* **Task goal**: Count the lines of the items below that contain the word "boulder" and reply with only that number.

* **Data entries**:
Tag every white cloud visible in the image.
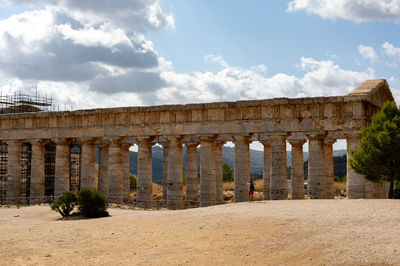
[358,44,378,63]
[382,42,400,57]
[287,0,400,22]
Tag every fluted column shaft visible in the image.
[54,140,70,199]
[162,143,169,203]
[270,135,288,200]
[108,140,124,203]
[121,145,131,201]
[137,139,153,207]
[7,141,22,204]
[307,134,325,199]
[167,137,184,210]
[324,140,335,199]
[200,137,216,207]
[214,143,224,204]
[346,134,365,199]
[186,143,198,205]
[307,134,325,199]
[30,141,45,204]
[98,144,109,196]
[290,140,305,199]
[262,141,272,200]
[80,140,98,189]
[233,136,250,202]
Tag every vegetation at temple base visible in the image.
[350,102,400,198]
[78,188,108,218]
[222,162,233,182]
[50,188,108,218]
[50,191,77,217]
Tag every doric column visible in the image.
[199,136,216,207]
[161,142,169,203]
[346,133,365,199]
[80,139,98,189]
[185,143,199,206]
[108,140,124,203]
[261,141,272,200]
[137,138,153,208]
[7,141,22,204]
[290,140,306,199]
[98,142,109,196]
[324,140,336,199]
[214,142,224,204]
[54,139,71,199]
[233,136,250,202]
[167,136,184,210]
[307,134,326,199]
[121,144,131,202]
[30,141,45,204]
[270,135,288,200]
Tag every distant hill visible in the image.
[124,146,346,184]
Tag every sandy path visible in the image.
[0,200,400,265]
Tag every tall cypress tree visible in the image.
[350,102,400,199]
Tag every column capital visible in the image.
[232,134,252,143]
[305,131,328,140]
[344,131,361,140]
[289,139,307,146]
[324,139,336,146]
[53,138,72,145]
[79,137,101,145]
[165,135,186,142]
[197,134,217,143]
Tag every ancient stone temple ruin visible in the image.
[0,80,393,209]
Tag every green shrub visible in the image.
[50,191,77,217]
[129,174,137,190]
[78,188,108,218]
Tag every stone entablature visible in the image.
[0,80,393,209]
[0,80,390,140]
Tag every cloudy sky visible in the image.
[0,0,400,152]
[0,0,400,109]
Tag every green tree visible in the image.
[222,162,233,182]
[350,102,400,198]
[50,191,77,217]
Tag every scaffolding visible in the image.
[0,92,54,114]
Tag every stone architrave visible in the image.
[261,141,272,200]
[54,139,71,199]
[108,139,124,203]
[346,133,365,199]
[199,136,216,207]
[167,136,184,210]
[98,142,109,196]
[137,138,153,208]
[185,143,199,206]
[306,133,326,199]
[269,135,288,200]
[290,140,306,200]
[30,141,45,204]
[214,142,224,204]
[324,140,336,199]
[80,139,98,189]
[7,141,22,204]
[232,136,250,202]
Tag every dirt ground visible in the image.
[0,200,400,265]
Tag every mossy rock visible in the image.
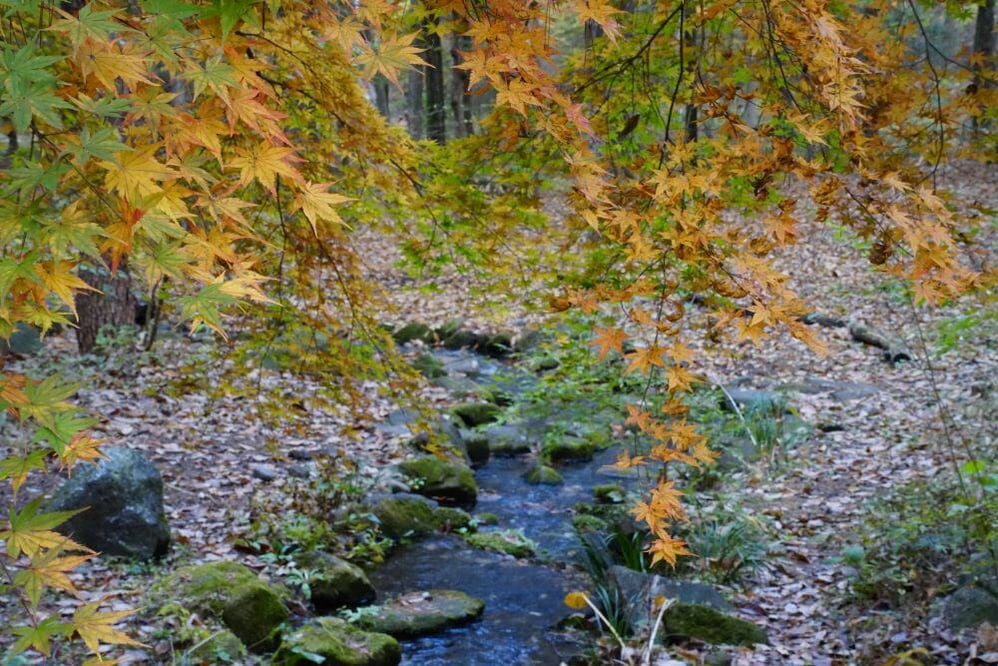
==
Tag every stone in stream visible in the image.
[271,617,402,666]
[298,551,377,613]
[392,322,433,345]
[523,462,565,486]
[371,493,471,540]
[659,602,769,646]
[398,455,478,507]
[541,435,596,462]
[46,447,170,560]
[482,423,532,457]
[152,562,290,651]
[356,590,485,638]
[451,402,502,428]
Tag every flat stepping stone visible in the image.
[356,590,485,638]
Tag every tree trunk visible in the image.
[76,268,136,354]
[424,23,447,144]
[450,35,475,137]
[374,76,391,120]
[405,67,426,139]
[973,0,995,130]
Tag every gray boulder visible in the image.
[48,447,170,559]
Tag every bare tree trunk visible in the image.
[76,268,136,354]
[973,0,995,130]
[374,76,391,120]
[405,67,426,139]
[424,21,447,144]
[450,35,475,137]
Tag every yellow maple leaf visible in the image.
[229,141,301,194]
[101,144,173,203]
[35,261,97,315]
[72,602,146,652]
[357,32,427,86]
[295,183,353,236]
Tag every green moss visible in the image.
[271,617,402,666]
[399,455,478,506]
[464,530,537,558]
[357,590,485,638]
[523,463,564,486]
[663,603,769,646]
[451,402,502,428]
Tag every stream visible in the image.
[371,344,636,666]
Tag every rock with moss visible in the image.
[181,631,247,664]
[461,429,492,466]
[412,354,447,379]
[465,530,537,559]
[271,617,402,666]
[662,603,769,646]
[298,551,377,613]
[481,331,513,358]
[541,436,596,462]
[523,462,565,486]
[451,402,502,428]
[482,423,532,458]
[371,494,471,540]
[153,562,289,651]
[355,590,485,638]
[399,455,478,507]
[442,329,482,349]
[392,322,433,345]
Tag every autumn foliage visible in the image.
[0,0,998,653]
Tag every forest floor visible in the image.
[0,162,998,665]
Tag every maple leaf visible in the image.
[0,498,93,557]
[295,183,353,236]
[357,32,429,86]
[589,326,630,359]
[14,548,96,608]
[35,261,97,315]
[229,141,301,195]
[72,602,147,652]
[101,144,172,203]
...
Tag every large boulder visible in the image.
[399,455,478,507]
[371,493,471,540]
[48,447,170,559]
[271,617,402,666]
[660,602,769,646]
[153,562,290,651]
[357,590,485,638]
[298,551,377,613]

* **Complete answer**: 2